■ SOURCE TEXT
★ ★ ★ ★ ★ ★ ★
Archived-At: <http://mailarchive.ietf.org/arch/msg/dtn-users/rg7ItNKjPtAGNQlHoSs6_AA5HT8>
Subject: Re: [dtn-users] DTN2 - Frequent Spinlock errors
X-BeenThere: dtn-users@irtf.org
X-Mailman-Version: 2.1.15
Precedence: list
Reply-To: nikansell00@gmail.com
List-Id: "The Delay-Tolerant Networking Research Group \(DTNRG\) - Users." <dtn-users.irtf.org>
List-Unsubscribe: <https://www.irtf.org/mailman/options/dtn-users>, <mailto:dtn-users-request@irtf.org?subject=unsubscribe>
List-Archive: <https://mailarchive.ietf.org/arch/browse/dtn-users/>
List-Post: <mailto:dtn-users@irtf.org>
List-Help: <mailto:dtn-users-request@irtf.org?subject=help>
List-Subscribe: <https://www.irtf.org/mailman/listinfo/dtn-users>, <mailto:dtn-users-request@irtf.org?subject=subscribe>
X-List-Received-Date: Wed, 27 Jan 2016 15:34:44 -0000

Hello All,

I think I have found a fix for this, it is rather crude but seems to work
consistently well after putting my test-bed through its paces using TCPCL,
UDPCL and LTPCL.

In my testing I added some debug code to SpinLock.cc which printed the Lock
class properties to the dtnd.log file. I noticed that adding the debug code
actually caused the spinlock errors to appear less frequently. I also
noticed that when the spinlock error loop occurs, the lock_holder_name_
property of the Lock class (the thread that created the lock) was NULL. In
some cases I also received an error (ASSERTION FAILED (is_locked_by_me())
at thread/SpinLock.cc:91) - this is the check at the start of the unlock
function to ensure that a thread is not trying to unlock memory that was
locked by another thread.

The most common spin lock errors I experienced were:

sending node: OpenFdCache::unpin waiting for spinlock held by null
receiving node: BundleList::del_bundle waiting for lock held by null

I developed two changes (below) to the oasys-1.6.0 build, which resulted in
the ASSERTION FAILED error message and spin lock error message going away
and much better overall performance on my test-bed. Then of course I reran
make and make install to rebuild and install the required files.

I have never written a line of c++ code in my life, nor did I know anything
about linux spinlocks before my digging began.
Therefore I am open to any suggestions to improve the code, or to learn of
any issues I may have caused by implementing these changes. I appreciate
this will potentially impact the performance of some systems, but as the
pause only occurs while waiting to acquire a lock I suspect this will not
be too noticeable, as it yields the thread (i.e passes the context back to
the CPU) before pausing.
★ ★ ★ ★ ★ ★ ★
■ MATERIAL PROVIDED
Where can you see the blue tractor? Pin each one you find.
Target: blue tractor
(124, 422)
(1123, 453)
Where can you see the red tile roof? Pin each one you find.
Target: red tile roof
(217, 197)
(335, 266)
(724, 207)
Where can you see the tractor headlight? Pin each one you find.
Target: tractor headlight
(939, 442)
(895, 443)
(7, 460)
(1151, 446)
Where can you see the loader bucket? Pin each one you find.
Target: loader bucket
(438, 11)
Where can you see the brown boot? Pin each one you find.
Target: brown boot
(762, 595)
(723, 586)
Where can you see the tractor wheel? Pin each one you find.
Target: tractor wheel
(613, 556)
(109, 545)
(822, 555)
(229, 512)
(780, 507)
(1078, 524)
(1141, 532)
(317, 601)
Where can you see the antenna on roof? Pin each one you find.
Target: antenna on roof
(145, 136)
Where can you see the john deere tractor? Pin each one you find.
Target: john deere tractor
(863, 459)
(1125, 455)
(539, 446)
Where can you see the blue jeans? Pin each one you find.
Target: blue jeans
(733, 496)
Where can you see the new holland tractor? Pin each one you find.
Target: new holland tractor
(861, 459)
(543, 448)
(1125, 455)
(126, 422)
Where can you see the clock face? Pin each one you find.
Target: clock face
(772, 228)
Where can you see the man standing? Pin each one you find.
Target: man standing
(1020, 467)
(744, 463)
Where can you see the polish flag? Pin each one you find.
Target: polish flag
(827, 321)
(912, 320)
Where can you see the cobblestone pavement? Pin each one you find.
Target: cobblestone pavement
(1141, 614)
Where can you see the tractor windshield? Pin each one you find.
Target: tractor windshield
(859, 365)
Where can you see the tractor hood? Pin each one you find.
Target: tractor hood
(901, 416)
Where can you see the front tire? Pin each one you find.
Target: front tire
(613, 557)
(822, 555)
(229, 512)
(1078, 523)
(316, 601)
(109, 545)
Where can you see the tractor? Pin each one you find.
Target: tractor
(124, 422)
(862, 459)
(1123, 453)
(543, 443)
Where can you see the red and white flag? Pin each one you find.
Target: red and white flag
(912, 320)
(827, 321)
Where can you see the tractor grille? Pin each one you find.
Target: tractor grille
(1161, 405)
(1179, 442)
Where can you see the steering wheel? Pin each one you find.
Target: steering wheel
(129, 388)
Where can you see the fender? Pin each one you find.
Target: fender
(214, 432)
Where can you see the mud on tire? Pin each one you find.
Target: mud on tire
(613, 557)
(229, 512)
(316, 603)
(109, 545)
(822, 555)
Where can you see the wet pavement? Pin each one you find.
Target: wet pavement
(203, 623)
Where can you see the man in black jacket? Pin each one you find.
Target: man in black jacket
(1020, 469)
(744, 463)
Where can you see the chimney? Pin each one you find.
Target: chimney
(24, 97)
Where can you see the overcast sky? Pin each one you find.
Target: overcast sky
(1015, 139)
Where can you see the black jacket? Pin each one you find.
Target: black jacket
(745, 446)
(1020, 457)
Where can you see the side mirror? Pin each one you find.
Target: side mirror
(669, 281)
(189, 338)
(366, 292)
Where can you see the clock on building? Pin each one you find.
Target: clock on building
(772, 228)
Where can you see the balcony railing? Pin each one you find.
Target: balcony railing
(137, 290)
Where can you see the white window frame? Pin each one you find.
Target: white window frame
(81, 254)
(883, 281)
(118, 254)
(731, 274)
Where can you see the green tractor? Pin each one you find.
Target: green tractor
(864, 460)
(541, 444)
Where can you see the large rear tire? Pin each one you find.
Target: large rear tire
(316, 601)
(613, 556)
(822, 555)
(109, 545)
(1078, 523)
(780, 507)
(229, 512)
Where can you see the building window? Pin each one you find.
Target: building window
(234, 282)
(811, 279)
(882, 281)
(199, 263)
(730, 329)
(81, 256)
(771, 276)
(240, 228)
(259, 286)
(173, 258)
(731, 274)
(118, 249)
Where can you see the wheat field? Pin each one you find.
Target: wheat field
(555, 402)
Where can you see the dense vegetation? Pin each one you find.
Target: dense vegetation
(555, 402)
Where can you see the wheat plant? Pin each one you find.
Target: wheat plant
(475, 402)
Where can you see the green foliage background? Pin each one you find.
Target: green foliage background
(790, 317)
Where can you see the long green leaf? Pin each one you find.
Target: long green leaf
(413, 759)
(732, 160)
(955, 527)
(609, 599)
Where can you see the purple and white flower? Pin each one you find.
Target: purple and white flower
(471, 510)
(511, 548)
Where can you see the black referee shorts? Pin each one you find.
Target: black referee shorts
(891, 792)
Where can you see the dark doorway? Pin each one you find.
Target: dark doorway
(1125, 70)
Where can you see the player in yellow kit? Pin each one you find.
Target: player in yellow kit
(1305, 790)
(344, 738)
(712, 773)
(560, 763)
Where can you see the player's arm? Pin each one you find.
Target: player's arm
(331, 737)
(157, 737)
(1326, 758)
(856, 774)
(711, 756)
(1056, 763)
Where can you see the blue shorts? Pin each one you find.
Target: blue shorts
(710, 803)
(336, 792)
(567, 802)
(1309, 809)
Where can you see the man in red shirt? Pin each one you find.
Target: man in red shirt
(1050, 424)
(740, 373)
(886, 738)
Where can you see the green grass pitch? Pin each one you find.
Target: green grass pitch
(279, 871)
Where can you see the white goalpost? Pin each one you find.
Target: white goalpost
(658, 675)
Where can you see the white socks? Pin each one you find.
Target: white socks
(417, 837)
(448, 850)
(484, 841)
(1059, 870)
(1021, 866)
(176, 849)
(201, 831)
★ ★ ★ ★ ★ ★ ★
■ WORK INSTRUCTIONS
[a] Do these statements agree with the spinlock email? Answer yes or no for each and quote the words that decide it.
(i) The writer tested the fix using TCPCL, UDPCL and LTPCL.
(ii) Adding debug code made the spinlock errors appear more often.
(iii) The writer had written C++ code before this work.
[b] Which build did the writer of the spinlock email make the two changes to?
[c] Carry on the spinlock email, starting after its last sentence.

■ WRITTEN ANSWERS
[a]
(i) Yes: "putting my test-bed through its paces using TCPCL, UDPCL and LTPCL"
(ii) No: "adding the debug code actually caused the spinlock errors to appear less frequently"
(iii) No: "I have never written a line of c++ code in my life"

[b] The oasys-1.6.0 build.

[c]
1. Add the following code to the start of the function, to allow locking or
unlocking when lock_holder_name_ is NULL.

Lock.h -> is_locked_by_me():

    bool is_locked_by_me()
    {

        if (lock_holder_name_ == NULL) {
        return is_locked() && true;
        }

2. Add the following 11,000 microsecond pause, if the thread is waiting to
acquire a lock:

SpinLock.cc -> SpinLock::lock():

    while (atomic_cmpxchg32(&lock_count_, 0, 1) != 0)
    {
        Thread::spin_yield();
        // 0.011 sec sleep
        usleep(11000);

Kind Regards,
Nik

On Mon, Jan 25, 2016 at 11:19 AM, Nik Ansell <nikansell00@gmail.com> wrote:

> I've done some more digging and have a few observations (below), I will
> continue down this path but think I may be out of my depth already! :)
>
> 1. SpinLock.h: SpinLock::lock():
> a) The error message appearing in the log (below) has a null
> lock_holder_name_ - Does this mean the lock is invalid (i.e perhaps the
> calling thread terminated due to an exception) and can be safely released?
> fprintf(stderr, "warning: %s is waiting for spin lock held by %s, which
> has reached spin limit\n", lock_user, lock_holder_name_)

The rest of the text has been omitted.